Voici un billet plus personnel, que j’hésite à poster depuis un moment. Une interview d’Esperenza Spalding, une musicienne qui m’impressionne beaucoup par son talent, m’a décidé à le faire. Parlant des critiques et de la volonté de progresser, elle trouve des mots qui font sens pour moi (le lien figure à la fin de cet article.)
Je suis musicien (très amateur), et même si cette activité n’est plus mon loisir principal pour plein de raisons indépendantes de ma volonté, la musique continue de faire partie de ma vie au quotidien. Pourquoi l’aborder sur ce blog ? Je crois que comme toute activité artistique, il y a de nombreux points communs avec l’écriture. J’en reparlerai sans doute avec Harmonie, un roman que j’espère publier prochainement.
Certains lecteurs ou aspirants auteurs pourraient penser qu’une fois publié, le plus dur est fait. Il n’en est rien.
J’aurais plutôt tendance à dire que les vraies difficultés commencent ! Défendre son texte est loin d’être une entreprise facile. Une majorité de personne n’aura tout simplement ni le temps ni l’envie de vous lire. Certains vous soutiendront, et donneront plus rarement un avis positif. D’autres, de tous milieux, chercheront à vous décourager de continuer. Exactement comme c’est hélas le cas dans la musique. Ils savent (mieux que vous.) Et gardez-vous de mettre leur parole en doute !
Je souhaiterais parler de cette dernière catégorie. J’y reviens plus bas.

Données fournies:

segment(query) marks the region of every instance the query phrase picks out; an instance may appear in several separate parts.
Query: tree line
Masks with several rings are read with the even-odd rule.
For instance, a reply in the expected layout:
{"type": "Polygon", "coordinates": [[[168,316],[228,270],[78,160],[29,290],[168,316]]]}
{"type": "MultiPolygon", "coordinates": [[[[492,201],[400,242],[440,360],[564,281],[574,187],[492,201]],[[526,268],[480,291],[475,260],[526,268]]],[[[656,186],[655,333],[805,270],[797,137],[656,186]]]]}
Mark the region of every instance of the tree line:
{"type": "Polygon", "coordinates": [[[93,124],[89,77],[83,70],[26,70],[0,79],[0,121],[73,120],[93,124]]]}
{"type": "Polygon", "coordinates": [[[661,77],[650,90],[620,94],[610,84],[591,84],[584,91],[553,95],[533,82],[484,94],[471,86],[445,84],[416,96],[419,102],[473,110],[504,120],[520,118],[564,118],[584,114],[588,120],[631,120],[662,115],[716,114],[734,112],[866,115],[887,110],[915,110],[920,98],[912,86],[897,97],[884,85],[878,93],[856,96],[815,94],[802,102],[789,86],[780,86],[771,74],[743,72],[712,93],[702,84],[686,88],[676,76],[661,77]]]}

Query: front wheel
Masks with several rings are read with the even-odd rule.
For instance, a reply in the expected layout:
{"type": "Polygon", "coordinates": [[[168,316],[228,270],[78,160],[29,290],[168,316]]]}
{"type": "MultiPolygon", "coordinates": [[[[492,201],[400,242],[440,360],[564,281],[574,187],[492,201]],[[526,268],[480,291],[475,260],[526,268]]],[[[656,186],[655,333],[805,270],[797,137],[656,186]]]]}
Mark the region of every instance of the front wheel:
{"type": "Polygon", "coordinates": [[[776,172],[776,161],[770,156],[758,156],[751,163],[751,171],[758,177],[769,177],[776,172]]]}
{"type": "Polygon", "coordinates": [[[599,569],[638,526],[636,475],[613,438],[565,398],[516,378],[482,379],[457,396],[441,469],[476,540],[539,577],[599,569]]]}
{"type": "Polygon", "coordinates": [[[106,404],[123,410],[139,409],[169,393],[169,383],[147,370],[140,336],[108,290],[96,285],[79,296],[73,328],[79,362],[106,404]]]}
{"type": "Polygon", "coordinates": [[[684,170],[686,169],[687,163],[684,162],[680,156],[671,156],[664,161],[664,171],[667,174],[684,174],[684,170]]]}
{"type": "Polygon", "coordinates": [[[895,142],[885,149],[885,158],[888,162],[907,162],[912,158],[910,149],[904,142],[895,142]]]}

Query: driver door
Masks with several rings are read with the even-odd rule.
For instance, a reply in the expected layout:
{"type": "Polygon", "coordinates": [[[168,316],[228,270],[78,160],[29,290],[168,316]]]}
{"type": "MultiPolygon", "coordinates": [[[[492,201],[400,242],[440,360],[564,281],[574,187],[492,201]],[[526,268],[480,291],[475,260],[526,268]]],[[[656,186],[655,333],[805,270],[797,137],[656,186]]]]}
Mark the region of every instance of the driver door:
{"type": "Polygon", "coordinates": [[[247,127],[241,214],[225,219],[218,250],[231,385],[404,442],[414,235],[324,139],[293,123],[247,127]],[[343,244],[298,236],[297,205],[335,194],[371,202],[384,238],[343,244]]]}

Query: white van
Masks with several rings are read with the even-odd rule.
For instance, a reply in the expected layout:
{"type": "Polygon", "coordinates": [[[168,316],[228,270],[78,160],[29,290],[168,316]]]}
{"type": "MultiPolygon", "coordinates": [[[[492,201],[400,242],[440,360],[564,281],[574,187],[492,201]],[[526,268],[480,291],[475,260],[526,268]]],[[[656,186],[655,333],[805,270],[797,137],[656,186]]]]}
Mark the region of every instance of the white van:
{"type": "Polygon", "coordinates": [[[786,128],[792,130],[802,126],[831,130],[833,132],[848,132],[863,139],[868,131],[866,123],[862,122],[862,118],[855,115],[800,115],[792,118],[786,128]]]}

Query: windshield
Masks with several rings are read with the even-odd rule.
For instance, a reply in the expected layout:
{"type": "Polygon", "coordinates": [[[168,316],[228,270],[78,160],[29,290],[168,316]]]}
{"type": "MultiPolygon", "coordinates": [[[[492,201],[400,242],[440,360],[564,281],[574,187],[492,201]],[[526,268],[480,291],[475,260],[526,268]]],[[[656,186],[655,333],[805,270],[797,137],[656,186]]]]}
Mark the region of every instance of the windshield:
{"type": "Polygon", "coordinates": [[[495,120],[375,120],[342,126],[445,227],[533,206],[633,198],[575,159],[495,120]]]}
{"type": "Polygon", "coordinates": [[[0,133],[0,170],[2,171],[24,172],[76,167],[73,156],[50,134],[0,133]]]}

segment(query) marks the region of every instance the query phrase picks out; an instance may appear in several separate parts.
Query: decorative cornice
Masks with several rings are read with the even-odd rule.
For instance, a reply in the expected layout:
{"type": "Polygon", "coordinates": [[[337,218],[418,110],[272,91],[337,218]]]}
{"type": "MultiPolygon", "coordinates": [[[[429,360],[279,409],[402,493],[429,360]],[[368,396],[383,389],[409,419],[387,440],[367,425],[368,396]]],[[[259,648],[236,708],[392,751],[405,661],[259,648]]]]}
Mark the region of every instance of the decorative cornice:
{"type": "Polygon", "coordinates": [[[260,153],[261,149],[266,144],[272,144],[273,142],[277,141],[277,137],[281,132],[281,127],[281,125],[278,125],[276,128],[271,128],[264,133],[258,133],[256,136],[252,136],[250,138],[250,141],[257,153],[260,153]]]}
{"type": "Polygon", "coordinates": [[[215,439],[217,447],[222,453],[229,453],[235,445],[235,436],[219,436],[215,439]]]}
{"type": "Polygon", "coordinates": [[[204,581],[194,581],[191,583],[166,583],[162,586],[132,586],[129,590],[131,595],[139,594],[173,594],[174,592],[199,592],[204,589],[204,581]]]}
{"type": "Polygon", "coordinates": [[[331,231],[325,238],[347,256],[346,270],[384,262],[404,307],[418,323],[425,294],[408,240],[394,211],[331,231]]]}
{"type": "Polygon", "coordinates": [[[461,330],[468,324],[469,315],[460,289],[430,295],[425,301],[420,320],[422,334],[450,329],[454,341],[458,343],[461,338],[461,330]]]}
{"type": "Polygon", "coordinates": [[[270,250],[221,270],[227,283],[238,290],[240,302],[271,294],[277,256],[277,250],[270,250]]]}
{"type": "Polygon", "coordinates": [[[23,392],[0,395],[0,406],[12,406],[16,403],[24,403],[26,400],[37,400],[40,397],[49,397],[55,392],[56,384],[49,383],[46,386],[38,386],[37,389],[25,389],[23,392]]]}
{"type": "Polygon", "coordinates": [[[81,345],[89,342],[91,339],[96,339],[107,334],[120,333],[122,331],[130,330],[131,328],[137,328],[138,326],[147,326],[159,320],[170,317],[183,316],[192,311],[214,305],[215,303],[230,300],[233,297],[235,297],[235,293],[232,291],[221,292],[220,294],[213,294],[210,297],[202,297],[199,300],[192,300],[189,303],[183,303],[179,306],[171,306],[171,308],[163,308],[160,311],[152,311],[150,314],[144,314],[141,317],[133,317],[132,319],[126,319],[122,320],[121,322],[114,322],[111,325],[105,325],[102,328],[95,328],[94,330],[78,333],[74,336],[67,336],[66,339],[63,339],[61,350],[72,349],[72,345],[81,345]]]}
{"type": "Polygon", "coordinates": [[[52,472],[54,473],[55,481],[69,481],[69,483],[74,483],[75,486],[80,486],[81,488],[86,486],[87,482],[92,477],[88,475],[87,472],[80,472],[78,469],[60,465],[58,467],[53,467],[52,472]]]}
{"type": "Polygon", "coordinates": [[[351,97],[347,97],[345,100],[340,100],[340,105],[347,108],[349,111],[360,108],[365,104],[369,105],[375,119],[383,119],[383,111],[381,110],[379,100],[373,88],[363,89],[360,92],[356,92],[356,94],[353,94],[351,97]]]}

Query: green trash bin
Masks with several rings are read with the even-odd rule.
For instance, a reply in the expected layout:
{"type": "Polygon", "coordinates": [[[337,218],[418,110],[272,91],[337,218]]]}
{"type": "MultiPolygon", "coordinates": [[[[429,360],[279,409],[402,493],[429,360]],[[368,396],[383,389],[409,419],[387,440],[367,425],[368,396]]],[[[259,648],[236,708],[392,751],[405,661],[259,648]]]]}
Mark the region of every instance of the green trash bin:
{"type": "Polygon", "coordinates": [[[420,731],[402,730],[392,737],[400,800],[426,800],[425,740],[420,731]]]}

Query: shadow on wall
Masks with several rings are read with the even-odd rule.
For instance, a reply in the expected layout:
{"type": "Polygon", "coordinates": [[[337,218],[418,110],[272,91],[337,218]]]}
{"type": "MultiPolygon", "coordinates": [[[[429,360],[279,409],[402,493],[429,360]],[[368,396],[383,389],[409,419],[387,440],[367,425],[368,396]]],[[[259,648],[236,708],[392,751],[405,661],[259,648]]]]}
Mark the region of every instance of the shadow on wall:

Travail à faire:
[a] Modifiez le passage de l'extrait fourni qui commence par « Certains lecteurs ou » et s'arrête après « reviens plus bas. » en remplaçant « texte » par « livre ».
[b] Répondez aux questions suivantes à partir de l'extrait fourni.
(i) Quel est le titre du roman dont la publication est espérée prochainement ?
(ii) À quel endroit de l'article figure le lien vers l'interview ?
(iii) Qui a donné l'interview mentionnée au début ?

Réponses attendues:
[a]
Certains lecteurs ou aspirants auteurs pourraient penser qu’une fois publié, le plus dur est fait. Il n’en est rien.
J’aurais plutôt tendance à dire que les vraies difficultés commencent ! Défendre son livre est loin d’être une entreprise facile. Une majorité de personne n’aura tout simplement ni le temps ni l’envie de vous lire. Certains vous soutiendront, et donneront plus rarement un avis positif. D’autres, de tous milieux, chercheront à vous décourager de continuer. Exactement comme c’est hélas le cas dans la musique. Ils savent (mieux que vous.) Et gardez-vous de mettre leur parole en doute !
Je souhaiterais parler de cette dernière catégorie. J’y reviens plus bas.

[b]
(i) Harmonie.
(ii) À la fin de l'article.
(iii) Esperenza Spalding.